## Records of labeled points

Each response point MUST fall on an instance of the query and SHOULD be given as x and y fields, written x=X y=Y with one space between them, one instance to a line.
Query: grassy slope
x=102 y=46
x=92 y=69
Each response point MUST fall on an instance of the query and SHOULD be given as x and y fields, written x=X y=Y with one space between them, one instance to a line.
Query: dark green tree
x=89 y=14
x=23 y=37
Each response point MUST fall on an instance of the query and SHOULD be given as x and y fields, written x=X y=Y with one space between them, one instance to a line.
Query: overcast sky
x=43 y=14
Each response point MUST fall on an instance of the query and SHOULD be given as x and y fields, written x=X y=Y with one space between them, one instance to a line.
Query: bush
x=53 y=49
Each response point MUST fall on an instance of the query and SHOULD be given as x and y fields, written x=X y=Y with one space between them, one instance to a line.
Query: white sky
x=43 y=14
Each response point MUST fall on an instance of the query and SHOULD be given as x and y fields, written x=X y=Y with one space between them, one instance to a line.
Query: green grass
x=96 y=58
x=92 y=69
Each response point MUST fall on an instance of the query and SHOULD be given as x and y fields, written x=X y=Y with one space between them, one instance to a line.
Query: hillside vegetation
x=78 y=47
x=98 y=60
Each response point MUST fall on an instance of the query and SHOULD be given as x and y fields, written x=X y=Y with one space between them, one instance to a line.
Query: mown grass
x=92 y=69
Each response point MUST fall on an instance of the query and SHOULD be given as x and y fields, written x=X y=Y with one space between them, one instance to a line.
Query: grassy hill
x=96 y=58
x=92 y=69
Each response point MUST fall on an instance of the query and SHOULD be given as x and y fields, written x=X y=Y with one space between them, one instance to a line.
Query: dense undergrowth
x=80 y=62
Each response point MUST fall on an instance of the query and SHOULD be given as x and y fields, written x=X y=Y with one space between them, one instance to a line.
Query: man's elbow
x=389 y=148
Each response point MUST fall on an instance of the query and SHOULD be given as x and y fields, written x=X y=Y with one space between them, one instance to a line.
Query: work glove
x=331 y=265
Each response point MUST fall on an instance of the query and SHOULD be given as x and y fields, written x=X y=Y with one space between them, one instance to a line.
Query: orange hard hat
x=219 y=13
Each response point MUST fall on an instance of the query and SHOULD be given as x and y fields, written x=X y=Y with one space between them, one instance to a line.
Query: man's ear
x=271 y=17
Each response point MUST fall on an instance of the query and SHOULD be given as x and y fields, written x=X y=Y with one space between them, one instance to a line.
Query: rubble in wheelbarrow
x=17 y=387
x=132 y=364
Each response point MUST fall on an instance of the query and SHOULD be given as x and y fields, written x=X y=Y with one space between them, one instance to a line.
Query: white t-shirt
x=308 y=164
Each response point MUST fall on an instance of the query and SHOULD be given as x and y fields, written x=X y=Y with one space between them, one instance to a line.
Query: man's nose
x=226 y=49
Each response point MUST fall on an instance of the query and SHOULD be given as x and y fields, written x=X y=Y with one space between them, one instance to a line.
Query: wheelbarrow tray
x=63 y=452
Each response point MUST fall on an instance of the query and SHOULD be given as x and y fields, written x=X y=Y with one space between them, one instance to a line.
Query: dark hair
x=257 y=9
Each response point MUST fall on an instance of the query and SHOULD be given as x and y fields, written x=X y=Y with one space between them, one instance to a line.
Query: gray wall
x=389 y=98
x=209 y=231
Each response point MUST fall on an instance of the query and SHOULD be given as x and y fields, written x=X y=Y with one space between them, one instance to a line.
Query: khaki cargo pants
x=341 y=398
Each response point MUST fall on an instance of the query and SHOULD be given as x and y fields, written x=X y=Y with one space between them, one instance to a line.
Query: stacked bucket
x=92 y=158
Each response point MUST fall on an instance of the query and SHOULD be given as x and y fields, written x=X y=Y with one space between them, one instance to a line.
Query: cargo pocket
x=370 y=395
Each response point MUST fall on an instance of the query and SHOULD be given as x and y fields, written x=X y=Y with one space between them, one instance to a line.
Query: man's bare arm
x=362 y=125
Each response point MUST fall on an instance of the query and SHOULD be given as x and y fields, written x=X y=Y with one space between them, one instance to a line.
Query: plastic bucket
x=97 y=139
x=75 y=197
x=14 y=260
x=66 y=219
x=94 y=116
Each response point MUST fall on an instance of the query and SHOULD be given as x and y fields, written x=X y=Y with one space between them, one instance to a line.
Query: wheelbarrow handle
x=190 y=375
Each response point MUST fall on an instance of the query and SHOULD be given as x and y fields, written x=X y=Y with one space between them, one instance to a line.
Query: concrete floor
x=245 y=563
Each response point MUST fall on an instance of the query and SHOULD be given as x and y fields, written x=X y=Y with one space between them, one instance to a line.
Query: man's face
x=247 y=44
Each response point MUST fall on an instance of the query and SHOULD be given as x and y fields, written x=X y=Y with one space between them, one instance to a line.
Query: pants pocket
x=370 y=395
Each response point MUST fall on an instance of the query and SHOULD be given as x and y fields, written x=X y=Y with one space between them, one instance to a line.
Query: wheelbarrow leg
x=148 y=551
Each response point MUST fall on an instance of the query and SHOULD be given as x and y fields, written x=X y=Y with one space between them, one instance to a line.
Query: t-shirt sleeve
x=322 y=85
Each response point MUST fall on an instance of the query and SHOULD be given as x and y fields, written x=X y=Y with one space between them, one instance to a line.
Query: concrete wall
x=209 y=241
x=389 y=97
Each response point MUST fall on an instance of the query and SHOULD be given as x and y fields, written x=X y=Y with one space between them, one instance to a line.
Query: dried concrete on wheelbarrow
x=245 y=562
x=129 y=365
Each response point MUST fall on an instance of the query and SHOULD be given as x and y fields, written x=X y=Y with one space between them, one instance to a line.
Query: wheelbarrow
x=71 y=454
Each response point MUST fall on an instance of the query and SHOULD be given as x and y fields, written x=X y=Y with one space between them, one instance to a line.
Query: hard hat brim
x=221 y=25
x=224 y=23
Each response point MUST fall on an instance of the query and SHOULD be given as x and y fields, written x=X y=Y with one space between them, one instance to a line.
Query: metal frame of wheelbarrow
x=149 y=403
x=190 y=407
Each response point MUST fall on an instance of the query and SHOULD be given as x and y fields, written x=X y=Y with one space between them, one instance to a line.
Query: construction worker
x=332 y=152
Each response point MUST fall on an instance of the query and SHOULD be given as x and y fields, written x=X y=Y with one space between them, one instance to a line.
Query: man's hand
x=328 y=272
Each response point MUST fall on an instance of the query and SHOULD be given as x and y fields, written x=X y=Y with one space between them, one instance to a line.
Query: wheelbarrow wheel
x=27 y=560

## WHAT TO DO
Once more, set down the full listing, verbatim.

## RESPONSE TO THE EXERCISE
Each response point MUST fall on an instance of the query and SHOULD be given as x and y fields, written x=X y=Y with one space between them, one instance to a line.
Query: grassy slope
x=102 y=46
x=92 y=69
Each response point MUST fall on an instance of the query and SHOULD be given as x and y fields, written x=X y=Y with one space between them, one instance to a line.
Query: dark green tree
x=89 y=14
x=23 y=37
Each response point MUST fall on an instance of the query and SHOULD be given as x and y fields, written x=X y=Y with one space between them, one instance to a line.
Query: overcast sky
x=43 y=14
Each response point MUST fall on an instance of the query and SHOULD be given as x and y fields, written x=X y=Y with one space between them, one instance to a line.
Query: bush
x=53 y=49
Each response point MUST fall on an instance of the query and SHOULD be given as x and y fields, written x=X y=Y with one space between them, one instance to a line.
Query: white sky
x=43 y=14
Each response point MUST fall on an instance of the query and SHOULD be given as x and y fields, written x=X y=Y with one space between them, one instance to a line.
Query: green grass
x=96 y=58
x=92 y=69
Each response point MUST fall on an instance of the query and SHOULD be given as x and y fields, written x=X y=Y with one space between them, one instance to a line.
Query: hillside vegetation
x=78 y=47
x=98 y=60
Each response point MUST fall on an instance of the query and SHOULD be given as x and y fields, written x=X y=Y with one space between them, one instance to a line.
Query: mown grass
x=92 y=69
Each response point MUST fall on an instance of the query and SHOULD be given as x and y fields, written x=X y=Y with one space between them, one instance to a line.
Query: grassy hill
x=96 y=58
x=92 y=69
Each response point MUST fall on an instance of the query and SHOULD be given as x and y fields, written x=X y=Y with one space between them, one instance to a line.
Query: dense undergrowth
x=80 y=62
Each response point MUST fall on an instance of the query and SHOULD be given as x and y fields, written x=X y=Y with one space between them, one instance to a line.
Query: man's elbow
x=389 y=148
Each response point MUST fall on an instance of the query and SHOULD be given as x and y fields, written x=X y=Y with one space between them, one instance to a line.
Query: work glove
x=331 y=265
Each response point MUST fall on an instance of the query and SHOULD be given as x and y fields, written x=X y=Y with one space between them, one instance to a line.
Query: orange hard hat
x=219 y=13
Each response point MUST fall on an instance of the query and SHOULD be given as x and y fields, written x=X y=Y with one space between them, one instance to a line.
Query: man's ear
x=271 y=17
Each response point MUST fall on an instance of the query and SHOULD be given as x and y fields, written x=X y=Y with one space between them, one instance to a line.
Query: rubble in wheelbarrow
x=17 y=387
x=132 y=364
Each response point MUST fall on an instance of the query and SHOULD be given as x and y fields, written x=X y=Y with one space between them, one instance to a line.
Query: white t-shirt
x=308 y=164
Each response point MUST fall on an instance of the query and SHOULD be given as x and y fields, written x=X y=Y with one space between them, one instance to a line.
Query: man's nose
x=226 y=49
Each response point MUST fall on an instance of the query and SHOULD be given as x and y fields, written x=X y=Y with one space between them, one instance to a line.
Query: wheelbarrow tray
x=63 y=452
Each response point MUST fall on an instance of the query and SHOULD be given as x and y fields, written x=X y=Y with one space between them, one instance to a line.
Query: dark hair
x=257 y=9
Each response point MUST fall on an instance of the query and SHOULD be given as x and y fields, written x=X y=Y with one space between them, one instance to a line.
Query: gray wall
x=389 y=98
x=209 y=231
Each response point MUST fall on an instance of the query and SHOULD be given as x and y fields, written x=X y=Y with one space between them, one instance to a line.
Query: khaki cargo pants
x=341 y=398
Each response point MUST fall on an instance of the query and SHOULD be given as x and y fields, written x=X y=Y with one space between them, one instance to a line.
Query: stacked bucket
x=92 y=158
Each response point MUST fall on an instance of the query and SHOULD be given as x and y fields, written x=X y=Y with one space between them, one instance to a line.
Query: cargo pocket
x=370 y=395
Each response point MUST fall on an instance of the query and SHOULD be given as x and y fields, written x=X y=Y with one space between them, one instance to a line.
Query: man's bare arm
x=362 y=125
Each response point MUST fall on an instance of the query and SHOULD be given as x and y fields, written x=X y=Y with one space between them, one instance to a line.
Query: plastic bucket
x=97 y=139
x=75 y=197
x=14 y=260
x=66 y=219
x=94 y=116
Each response point MUST fall on an instance of the query and SHOULD be given as x and y fields, written x=X y=Y with one space between them, one instance to a line.
Query: wheelbarrow handle
x=190 y=375
Each response point MUST fall on an instance of the query and SHOULD be given as x and y fields, written x=X y=Y with one space between them, one instance to a line.
Query: concrete floor
x=245 y=563
Each response point MUST fall on an instance of the query and SHOULD be given as x and y fields, written x=X y=Y with one space between them, one instance to a line.
Query: man's face
x=247 y=44
Each response point MUST fall on an instance of the query and SHOULD be given as x and y fields, written x=X y=Y with one space between them, one instance to a line.
Query: pants pocket
x=370 y=395
Each response point MUST fall on an instance of the query and SHOULD be given as x and y fields, written x=X y=Y with one space between them, one instance to a line.
Query: wheelbarrow leg
x=148 y=551
Each response point MUST fall on an instance of the query and SHOULD be given as x and y fields, written x=X y=Y with one space between them, one instance to a line.
Query: t-shirt sleeve
x=322 y=85
Each response point MUST fall on an instance of the query and SHOULD be given as x and y fields, written x=X y=Y with one space between them, one instance to a line.
Query: concrete wall
x=209 y=241
x=389 y=97
Each response point MUST fall on an instance of the query and SHOULD be given as x and y fields, written x=X y=Y with one space between them, one instance to a line.
Query: dried concrete on wheelbarrow
x=245 y=562
x=129 y=365
Each response point MUST fall on an instance of the query and SHOULD be given as x and y fields, written x=X y=Y with one space between them, one instance to a line.
Query: wheelbarrow
x=71 y=454
Each response point MUST fall on an instance of the query and SHOULD be given as x and y fields, written x=X y=Y with one space between them, one instance to a line.
Query: hard hat brim
x=221 y=25
x=224 y=23
Each response point MUST fall on an instance of the query and SHOULD be given as x and y fields, written x=X y=Y with one space between them, one instance to a line.
Query: metal frame of wheelbarrow
x=149 y=403
x=190 y=407
Each response point MUST fall on an instance of the query and SHOULD be given as x and y fields, written x=X y=Y with one space between them, one instance to a line.
Query: construction worker
x=332 y=152
Each response point MUST fall on an instance of the query and SHOULD be given as x and y fields, written x=X y=Y with one space between them, one instance to a line.
Query: man's hand
x=328 y=272
Each response point MUST fall on an instance of the query and SHOULD be given as x and y fields, written x=X y=Y with one space between them, one instance to a line.
Query: wheelbarrow wheel
x=27 y=560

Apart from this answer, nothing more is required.